#### DATA EXTRACT ####
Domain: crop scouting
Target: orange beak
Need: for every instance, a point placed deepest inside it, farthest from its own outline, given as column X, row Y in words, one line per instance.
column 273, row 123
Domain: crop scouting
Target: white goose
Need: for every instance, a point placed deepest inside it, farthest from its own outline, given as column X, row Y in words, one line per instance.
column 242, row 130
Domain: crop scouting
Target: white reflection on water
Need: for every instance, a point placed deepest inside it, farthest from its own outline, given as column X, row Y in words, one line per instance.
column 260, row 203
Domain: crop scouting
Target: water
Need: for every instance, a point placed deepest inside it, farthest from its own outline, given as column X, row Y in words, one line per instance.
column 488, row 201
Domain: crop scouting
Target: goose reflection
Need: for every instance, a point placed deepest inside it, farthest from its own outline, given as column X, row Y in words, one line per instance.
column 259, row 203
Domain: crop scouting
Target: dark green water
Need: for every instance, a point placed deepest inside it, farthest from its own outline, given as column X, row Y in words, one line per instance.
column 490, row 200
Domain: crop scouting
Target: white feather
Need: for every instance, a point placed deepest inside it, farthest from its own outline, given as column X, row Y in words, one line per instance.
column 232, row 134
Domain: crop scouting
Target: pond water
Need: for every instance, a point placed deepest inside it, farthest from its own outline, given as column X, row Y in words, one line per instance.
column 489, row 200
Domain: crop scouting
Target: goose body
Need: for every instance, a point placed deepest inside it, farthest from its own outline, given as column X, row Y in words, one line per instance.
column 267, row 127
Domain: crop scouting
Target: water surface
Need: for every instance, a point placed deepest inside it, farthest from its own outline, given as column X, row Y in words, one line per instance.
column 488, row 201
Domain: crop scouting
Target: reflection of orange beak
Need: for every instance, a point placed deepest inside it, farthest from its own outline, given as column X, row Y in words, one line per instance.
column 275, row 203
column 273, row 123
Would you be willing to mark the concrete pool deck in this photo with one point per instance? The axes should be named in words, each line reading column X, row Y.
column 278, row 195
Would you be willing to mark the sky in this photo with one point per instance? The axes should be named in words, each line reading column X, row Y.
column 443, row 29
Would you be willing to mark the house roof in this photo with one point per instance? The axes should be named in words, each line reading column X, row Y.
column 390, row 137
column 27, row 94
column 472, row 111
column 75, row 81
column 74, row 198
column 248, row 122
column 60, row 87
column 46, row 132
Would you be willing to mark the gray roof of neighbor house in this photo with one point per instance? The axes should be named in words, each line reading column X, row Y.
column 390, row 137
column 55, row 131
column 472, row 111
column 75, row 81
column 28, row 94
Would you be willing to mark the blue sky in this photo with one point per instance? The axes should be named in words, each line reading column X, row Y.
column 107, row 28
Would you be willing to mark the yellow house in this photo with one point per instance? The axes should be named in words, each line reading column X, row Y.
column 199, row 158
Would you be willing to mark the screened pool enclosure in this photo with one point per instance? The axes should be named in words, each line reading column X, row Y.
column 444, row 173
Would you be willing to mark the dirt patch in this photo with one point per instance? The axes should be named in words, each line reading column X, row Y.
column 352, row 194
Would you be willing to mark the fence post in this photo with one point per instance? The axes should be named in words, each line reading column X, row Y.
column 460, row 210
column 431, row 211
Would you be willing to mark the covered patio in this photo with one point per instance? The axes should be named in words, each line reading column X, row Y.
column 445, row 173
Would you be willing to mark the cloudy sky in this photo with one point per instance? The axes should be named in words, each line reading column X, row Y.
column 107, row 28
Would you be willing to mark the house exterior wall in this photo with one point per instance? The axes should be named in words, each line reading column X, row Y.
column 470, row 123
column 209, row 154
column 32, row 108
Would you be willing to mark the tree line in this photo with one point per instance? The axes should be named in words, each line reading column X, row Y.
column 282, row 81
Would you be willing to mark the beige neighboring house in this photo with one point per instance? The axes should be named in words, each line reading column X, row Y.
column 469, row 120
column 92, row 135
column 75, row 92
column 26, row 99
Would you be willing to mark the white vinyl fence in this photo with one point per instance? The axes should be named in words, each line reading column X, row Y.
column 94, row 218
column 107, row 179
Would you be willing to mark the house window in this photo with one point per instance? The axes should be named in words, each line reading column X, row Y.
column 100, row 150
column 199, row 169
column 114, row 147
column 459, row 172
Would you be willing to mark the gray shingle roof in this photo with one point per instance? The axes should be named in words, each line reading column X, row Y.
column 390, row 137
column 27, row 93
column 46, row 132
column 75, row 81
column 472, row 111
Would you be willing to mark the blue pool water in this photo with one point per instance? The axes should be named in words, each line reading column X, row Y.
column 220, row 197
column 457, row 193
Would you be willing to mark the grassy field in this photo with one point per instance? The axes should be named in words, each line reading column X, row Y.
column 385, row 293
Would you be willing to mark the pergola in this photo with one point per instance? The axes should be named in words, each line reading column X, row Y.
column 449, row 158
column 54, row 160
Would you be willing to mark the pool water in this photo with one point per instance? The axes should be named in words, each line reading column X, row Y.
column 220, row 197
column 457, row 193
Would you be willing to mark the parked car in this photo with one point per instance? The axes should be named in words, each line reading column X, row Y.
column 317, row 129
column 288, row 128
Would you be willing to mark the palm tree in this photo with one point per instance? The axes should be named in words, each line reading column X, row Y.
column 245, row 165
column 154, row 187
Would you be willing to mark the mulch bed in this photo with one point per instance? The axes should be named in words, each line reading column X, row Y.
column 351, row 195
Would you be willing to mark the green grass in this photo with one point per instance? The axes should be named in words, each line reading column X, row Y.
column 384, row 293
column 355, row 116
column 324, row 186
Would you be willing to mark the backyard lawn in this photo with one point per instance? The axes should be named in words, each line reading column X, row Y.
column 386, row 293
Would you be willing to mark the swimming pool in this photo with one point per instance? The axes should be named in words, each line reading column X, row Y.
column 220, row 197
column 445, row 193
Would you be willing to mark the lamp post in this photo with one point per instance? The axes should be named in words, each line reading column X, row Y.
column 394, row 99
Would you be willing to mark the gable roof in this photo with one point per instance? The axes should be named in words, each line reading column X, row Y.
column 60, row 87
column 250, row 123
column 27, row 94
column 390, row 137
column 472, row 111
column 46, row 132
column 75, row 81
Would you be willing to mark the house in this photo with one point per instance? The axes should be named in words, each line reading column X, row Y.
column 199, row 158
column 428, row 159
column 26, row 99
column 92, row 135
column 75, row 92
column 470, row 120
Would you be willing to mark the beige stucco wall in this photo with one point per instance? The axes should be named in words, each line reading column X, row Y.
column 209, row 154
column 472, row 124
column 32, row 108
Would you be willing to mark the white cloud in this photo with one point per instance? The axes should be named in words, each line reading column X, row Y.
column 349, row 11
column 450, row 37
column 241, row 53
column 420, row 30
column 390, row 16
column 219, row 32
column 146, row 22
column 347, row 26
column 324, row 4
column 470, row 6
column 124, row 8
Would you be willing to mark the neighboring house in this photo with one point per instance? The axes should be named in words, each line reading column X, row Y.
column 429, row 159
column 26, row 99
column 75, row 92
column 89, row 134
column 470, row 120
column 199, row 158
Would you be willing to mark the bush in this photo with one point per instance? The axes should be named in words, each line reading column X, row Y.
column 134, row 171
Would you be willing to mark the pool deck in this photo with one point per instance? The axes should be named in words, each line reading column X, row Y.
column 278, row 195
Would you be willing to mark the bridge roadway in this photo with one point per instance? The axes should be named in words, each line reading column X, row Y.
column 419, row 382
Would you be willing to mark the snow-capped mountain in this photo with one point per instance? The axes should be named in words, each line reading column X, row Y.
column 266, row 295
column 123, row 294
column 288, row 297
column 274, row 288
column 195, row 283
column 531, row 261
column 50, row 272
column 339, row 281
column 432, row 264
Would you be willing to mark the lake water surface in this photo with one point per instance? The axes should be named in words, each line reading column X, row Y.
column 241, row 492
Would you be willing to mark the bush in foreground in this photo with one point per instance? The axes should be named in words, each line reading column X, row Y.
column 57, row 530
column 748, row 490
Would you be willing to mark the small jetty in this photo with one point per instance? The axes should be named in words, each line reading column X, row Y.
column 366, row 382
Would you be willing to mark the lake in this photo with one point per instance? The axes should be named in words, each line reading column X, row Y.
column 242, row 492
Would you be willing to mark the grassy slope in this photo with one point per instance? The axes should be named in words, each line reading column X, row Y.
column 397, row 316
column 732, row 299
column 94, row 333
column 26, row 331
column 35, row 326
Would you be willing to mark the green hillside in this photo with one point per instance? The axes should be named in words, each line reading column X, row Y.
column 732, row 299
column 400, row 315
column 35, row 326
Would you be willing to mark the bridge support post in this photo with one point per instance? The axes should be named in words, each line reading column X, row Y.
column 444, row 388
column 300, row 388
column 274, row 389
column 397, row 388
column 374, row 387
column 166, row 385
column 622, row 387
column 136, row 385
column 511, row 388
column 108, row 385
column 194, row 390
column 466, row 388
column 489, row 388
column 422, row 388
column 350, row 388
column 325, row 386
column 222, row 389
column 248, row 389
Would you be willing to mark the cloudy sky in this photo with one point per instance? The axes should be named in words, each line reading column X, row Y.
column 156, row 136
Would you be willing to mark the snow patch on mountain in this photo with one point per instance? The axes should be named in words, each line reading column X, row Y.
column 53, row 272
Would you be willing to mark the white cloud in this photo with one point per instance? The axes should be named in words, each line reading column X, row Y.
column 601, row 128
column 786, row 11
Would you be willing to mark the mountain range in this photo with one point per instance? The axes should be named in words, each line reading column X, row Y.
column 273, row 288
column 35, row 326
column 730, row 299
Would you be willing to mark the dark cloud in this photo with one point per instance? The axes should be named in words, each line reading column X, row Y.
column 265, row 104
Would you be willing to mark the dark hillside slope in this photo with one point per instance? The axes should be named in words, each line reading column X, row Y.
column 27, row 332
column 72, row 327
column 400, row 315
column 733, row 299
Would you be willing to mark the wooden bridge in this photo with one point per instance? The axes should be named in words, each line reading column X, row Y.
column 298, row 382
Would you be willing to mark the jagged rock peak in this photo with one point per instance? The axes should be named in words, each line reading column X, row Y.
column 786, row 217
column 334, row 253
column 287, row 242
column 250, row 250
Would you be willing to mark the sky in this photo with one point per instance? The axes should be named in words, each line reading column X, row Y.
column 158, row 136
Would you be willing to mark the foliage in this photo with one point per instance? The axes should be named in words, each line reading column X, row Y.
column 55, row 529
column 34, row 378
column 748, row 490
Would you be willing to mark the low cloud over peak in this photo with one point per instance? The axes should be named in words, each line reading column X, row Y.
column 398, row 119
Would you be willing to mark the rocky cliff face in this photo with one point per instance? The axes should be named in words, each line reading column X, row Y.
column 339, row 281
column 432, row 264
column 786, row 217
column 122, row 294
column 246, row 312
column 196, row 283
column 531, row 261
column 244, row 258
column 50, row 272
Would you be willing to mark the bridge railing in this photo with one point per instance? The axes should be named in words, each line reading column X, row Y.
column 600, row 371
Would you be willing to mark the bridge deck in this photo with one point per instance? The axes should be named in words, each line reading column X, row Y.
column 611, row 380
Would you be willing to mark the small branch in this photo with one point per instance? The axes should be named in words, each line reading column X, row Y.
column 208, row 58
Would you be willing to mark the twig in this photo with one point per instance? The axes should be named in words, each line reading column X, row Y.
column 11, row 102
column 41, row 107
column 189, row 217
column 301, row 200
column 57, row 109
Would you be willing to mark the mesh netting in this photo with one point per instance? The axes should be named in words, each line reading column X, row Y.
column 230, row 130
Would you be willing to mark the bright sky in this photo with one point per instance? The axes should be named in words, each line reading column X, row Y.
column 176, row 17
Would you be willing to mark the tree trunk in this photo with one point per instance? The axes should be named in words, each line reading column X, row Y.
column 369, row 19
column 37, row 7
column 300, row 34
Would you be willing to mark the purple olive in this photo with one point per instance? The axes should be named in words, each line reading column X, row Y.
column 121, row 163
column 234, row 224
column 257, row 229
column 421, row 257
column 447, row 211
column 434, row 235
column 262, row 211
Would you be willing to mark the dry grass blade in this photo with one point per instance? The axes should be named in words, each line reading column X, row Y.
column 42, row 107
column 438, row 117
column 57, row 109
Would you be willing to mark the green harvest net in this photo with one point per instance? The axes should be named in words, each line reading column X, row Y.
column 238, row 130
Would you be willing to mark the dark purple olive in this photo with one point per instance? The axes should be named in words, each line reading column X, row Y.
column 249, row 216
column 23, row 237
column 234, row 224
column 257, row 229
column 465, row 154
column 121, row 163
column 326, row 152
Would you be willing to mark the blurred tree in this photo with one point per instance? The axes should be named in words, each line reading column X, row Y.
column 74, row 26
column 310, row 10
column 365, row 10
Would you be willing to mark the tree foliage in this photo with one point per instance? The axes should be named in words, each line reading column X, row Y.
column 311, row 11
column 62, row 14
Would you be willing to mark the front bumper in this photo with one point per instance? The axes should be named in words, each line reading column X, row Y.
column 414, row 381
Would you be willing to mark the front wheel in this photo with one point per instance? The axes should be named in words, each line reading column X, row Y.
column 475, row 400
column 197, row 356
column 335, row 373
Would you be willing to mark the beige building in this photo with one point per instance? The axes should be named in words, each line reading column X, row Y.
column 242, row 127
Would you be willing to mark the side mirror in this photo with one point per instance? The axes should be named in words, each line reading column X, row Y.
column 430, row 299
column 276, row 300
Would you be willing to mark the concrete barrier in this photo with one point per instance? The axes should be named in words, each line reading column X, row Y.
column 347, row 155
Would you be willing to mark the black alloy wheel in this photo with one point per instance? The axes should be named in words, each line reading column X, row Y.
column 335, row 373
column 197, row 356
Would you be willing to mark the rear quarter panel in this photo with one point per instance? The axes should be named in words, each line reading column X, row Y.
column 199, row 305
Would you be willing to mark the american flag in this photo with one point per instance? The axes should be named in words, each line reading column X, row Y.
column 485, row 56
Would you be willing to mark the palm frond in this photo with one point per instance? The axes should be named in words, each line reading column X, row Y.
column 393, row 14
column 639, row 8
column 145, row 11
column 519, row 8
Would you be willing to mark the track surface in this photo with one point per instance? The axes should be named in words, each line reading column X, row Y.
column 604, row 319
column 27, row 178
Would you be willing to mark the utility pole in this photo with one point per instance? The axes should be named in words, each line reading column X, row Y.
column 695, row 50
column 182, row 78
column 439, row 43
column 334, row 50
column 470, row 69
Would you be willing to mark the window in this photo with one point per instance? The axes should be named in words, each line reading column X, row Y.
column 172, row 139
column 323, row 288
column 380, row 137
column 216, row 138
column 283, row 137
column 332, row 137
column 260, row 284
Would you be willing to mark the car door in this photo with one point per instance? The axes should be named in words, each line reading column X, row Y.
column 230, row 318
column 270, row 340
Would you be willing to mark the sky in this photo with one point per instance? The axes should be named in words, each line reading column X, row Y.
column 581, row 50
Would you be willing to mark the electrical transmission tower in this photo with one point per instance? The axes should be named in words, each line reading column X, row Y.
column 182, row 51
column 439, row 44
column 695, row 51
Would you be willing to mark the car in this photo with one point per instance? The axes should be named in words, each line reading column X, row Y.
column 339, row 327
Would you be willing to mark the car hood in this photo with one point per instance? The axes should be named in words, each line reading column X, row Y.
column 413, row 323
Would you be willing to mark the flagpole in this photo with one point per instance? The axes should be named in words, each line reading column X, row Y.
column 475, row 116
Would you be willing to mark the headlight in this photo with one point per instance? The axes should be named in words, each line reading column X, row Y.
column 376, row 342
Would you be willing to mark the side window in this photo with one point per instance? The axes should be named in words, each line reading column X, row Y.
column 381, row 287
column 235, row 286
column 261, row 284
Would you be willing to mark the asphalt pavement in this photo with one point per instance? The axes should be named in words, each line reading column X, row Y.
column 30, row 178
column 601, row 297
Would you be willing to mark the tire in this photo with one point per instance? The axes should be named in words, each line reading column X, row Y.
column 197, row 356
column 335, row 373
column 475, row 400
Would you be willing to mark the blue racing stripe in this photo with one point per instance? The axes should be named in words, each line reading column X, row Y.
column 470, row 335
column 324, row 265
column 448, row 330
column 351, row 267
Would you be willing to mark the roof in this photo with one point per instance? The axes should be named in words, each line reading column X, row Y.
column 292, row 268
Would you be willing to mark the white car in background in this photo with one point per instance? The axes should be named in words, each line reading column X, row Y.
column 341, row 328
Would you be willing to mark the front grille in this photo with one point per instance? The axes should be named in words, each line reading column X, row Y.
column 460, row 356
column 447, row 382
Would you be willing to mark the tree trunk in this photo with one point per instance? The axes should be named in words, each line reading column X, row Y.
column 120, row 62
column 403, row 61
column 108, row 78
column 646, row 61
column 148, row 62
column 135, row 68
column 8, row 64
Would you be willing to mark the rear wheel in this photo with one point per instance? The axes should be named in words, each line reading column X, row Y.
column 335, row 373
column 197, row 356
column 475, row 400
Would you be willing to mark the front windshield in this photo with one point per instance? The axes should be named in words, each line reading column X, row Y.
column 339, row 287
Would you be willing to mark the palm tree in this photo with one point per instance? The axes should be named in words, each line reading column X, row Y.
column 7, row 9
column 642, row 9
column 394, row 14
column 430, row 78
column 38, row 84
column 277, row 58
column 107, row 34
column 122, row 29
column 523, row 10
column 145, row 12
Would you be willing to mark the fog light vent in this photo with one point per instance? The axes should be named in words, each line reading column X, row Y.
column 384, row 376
####
- **SHORT TASK**
Please repeat the part that opens with the line containing "Would you be willing to mark the electrical" and closes with the line containing "column 413, row 323", substituting "power pylon" for "transmission tower" and keeping everything else the same.

- **RESULT**
Would you be willing to mark the electrical power pylon in this photo with one point per instance? The axes should be named in words, each line reading column X, row Y.
column 182, row 51
column 439, row 44
column 695, row 51
Would you be willing to mark the car in this photo with one point per instance? The axes should be named in words, each line reading column X, row Y.
column 339, row 327
Would you be willing to mark the car hood in this photo with one point per instance? The axes should be named in words, each line reading column X, row Y.
column 413, row 323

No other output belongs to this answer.